Messaging middleware is communication software used to create large distributed systems, the same way any other form of middleware is. It is not easy to give even a rough taxonomy of the middleware field; however, if one were to simply classify middleware based on the type of communication primitives it provides, things become simpler. There are basically two “buckets” — the messaging middleware bucket and the bucket of middleware using the remote procedure call (RPC) — and most products (with some exceptions) can fit into one or the other.

In the past decade, the middleware in the second bucket has taken the spotlight by taking many forms, creating many standards and becoming the focus of protracted standards battles. Among the forms of RPC-based environments we can enumerate are OSF DCE, Microsoft’s RPC, CORBA and, in the past few years, the ever-present distributed component environments of COM and Enterprise Java- Beans (EJBs). Each of these basic environments has spawned a host of products, from implementations to value-added facilities. While standardization efforts have made RPC-based middleware a commodity, they have also accelerated the evolution of the functionality and eased its acceptance in development circles.

+++

• _OBJECTIVE A_: In the passage on middleware, what two buckets does it sort most middleware products into?

• _Excerpts from a detection dataset_:
+++

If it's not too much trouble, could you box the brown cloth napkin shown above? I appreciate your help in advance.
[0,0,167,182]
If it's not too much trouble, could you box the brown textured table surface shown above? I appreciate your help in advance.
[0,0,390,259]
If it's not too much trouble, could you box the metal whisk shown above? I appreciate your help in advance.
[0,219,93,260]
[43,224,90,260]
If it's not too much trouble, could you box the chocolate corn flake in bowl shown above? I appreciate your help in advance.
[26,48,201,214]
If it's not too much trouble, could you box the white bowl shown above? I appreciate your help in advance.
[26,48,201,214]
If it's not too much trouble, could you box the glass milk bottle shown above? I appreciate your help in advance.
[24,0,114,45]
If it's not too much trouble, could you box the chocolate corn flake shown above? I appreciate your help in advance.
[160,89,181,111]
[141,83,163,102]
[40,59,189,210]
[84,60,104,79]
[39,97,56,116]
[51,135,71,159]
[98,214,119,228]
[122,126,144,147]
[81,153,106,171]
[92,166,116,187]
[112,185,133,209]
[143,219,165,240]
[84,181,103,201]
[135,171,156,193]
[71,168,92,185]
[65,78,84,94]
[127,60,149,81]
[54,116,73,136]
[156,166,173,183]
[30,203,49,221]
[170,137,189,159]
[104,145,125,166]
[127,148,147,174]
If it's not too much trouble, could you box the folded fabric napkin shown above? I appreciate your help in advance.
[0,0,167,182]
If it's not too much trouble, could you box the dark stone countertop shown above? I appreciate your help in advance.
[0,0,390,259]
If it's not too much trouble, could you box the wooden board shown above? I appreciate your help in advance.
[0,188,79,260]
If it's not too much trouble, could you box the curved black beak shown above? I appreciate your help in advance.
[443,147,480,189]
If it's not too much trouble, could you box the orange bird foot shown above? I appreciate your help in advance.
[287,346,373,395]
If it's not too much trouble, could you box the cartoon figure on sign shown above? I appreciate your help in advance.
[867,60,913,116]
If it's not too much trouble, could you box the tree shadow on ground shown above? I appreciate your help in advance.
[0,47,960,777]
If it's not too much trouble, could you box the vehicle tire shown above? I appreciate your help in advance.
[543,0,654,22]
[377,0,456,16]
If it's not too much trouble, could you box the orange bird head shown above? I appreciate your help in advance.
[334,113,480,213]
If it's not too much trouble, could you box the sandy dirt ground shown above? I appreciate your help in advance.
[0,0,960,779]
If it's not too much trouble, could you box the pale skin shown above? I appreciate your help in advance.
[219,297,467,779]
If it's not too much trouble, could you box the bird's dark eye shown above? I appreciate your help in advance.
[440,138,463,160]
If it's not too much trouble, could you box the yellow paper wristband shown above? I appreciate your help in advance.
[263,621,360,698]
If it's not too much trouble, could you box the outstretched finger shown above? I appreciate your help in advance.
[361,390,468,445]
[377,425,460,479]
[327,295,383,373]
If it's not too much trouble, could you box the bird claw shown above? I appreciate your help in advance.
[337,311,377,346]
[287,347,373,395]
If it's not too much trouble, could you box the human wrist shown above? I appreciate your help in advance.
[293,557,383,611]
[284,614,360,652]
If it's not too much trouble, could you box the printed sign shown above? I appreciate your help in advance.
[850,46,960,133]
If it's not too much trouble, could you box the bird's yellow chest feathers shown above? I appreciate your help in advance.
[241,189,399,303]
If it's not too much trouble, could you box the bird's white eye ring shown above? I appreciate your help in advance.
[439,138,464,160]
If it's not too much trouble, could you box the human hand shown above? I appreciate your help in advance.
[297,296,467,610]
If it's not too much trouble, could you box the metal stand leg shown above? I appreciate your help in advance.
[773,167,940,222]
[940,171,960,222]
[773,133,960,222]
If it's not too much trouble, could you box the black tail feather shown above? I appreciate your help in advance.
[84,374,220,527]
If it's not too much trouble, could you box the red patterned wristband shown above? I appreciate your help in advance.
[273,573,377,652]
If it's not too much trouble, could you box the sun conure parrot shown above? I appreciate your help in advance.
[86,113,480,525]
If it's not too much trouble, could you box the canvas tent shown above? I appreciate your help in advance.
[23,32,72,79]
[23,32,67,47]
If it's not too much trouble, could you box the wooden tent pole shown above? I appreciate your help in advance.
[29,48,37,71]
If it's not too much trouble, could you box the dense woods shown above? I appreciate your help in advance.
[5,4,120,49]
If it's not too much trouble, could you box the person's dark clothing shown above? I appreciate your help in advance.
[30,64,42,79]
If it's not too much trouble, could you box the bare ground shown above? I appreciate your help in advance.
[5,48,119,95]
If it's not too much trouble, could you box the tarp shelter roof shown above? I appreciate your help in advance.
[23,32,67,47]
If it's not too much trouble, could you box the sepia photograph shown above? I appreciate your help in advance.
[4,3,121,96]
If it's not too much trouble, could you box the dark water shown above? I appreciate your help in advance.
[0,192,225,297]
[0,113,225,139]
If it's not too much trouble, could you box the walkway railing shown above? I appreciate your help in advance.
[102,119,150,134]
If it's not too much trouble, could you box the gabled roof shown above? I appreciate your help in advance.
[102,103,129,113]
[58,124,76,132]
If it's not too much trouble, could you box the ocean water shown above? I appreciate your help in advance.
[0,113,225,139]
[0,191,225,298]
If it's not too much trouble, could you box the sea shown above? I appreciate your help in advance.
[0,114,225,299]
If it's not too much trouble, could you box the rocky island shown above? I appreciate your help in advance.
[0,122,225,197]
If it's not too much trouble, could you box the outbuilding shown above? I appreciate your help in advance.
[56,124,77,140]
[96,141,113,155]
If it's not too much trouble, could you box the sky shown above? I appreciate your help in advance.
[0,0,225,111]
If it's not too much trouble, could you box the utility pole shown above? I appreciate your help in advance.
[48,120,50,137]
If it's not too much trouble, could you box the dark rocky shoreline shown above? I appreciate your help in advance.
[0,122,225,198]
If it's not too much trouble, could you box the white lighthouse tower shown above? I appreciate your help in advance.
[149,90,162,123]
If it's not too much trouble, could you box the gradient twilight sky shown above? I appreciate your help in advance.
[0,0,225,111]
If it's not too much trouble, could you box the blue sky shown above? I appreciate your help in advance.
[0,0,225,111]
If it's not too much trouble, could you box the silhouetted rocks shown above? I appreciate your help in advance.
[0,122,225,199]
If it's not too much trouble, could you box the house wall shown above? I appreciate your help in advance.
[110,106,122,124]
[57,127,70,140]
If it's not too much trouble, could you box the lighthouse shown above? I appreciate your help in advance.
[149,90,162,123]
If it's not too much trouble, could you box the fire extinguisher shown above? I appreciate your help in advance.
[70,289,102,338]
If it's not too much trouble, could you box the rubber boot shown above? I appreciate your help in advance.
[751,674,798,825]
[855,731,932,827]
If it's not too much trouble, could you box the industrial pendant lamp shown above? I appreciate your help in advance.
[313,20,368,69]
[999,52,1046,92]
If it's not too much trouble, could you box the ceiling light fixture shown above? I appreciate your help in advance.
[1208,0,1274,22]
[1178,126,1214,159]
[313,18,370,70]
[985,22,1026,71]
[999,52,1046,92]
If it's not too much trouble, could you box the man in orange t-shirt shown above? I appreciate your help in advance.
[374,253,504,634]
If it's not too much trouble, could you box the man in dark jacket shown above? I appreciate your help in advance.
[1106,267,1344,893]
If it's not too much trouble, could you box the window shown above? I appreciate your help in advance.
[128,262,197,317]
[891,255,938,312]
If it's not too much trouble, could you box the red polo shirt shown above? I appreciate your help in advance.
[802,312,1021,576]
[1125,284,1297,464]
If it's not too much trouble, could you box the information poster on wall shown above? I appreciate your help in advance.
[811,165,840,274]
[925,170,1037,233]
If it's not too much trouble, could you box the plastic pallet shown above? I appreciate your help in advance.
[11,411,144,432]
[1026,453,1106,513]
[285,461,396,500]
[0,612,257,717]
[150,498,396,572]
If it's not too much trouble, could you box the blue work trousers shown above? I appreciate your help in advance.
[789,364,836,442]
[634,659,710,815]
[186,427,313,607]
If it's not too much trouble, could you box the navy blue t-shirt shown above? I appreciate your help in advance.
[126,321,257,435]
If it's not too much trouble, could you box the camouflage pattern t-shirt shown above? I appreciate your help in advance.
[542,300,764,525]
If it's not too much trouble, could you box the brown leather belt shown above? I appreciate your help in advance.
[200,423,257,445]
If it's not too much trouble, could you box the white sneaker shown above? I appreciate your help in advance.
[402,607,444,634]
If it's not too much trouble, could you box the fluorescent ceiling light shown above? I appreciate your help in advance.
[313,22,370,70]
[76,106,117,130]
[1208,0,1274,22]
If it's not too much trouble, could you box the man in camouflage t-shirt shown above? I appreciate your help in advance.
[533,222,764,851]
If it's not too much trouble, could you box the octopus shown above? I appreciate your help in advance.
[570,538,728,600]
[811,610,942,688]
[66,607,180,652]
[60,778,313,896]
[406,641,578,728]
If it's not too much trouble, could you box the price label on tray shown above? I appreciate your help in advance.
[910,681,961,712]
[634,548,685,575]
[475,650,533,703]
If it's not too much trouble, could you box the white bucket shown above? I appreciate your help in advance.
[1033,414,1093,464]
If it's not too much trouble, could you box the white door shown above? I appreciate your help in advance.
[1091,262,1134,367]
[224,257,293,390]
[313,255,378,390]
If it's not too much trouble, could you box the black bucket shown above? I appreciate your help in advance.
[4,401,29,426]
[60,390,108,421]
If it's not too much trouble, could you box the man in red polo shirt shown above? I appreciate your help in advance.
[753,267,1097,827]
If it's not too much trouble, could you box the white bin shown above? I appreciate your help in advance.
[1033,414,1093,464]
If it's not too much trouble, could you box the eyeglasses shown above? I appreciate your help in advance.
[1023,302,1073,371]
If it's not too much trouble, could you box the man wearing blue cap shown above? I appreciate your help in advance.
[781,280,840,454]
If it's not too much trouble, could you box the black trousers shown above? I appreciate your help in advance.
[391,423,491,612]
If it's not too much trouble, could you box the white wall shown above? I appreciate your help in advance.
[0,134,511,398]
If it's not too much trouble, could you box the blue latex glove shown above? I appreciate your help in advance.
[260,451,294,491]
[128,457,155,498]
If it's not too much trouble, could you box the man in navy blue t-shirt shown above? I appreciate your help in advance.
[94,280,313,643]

+++

• _OBJECTIVE B_: In the entries, rename "octopus" to "squid" across the stretch from the line containing "the white sneaker" through the line containing "[313,255,378,390]". Return only those lines with everything else unchanged.

• _WRITTEN REPLY A_: The messaging middleware bucket and the bucket of middleware using the remote procedure call (RPC).

• _WRITTEN REPLY B_:
If it's not too much trouble, could you box the white sneaker shown above? I appreciate your help in advance.
[402,607,444,634]
If it's not too much trouble, could you box the fluorescent ceiling light shown above? I appreciate your help in advance.
[313,22,370,70]
[76,106,117,130]
[1208,0,1274,22]
If it's not too much trouble, could you box the man in camouflage t-shirt shown above? I appreciate your help in advance.
[533,222,764,851]
If it's not too much trouble, could you box the squid shown above? I appreciate your help in advance.
[570,538,728,600]
[811,610,942,688]
[66,607,180,652]
[60,778,313,896]
[406,641,578,728]
If it's not too much trouble, could you box the price label on tray shown above? I appreciate your help in advance.
[910,681,961,712]
[634,548,685,575]
[475,650,533,703]
If it's not too much trouble, could you box the white bucket shown above? I appreciate your help in advance.
[1033,414,1093,464]
If it's not too much trouble, could you box the white door shown above? I appreciate your help in advance.
[1091,262,1134,367]
[224,257,293,390]
[313,255,378,390]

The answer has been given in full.